-- EXERCISE AIM --
Return exactly the lines that run from the one with "trunk and record the pixel coordinates." to the last line of the entries below, both included, and nothing else.

-- EXTRACTED RECORDS --
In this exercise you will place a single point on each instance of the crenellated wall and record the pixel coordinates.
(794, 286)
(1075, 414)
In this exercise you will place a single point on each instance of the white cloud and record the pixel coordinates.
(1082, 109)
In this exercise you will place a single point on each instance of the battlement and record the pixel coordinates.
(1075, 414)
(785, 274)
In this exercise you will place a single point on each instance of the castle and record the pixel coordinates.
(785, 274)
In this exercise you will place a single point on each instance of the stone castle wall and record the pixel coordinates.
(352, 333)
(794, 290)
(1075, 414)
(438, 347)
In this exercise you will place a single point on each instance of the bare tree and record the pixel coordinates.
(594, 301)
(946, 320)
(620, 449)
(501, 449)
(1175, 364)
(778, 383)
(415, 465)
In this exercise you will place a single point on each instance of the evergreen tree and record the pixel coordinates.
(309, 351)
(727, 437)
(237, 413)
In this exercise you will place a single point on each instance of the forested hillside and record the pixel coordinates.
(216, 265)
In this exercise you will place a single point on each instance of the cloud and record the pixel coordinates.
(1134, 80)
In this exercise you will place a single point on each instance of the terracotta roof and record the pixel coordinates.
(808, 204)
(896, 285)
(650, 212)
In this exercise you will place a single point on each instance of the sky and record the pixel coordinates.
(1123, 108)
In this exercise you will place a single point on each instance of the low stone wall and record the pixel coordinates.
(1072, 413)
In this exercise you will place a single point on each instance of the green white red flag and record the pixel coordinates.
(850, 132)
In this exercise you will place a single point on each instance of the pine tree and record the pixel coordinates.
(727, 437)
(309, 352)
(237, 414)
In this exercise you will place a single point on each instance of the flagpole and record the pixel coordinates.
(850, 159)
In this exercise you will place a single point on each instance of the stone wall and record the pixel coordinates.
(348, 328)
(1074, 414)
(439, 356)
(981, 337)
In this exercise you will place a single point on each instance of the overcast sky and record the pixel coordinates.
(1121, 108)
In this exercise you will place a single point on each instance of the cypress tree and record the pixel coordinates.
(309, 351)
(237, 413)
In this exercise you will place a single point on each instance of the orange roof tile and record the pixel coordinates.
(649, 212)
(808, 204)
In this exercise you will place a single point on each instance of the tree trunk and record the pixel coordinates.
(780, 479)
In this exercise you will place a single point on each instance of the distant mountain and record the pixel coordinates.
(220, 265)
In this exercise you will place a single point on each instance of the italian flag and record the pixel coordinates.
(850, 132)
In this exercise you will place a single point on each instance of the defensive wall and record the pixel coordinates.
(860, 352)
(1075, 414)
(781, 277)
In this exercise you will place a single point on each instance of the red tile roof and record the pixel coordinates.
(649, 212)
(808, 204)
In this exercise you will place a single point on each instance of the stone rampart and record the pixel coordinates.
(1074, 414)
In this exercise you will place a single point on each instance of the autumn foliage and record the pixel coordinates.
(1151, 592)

-- RESULT BELOW --
In this exercise you will place a single point on each instance of the tree trunk and record the pixel coordinates.
(780, 479)
In this exercise you will place a single point on each instance of the distant mountain and record the pixel coordinates.
(220, 265)
In this exercise you will place a single point on each instance of the italian flag and record the pixel coordinates.
(850, 132)
In this exercise you will place a single point on each instance of the defensive wall and record the pixel coordinates.
(860, 352)
(1075, 414)
(781, 277)
In this exercise you will place a single point on each instance of the red tile roof and record the pixel coordinates.
(649, 212)
(808, 204)
In this exercise you will place a single point on each instance of the stone rampart and record the pixel coordinates.
(1074, 414)
In this exercise you will place a single point on each instance of the autumn foliage and record the pixel coordinates.
(1151, 592)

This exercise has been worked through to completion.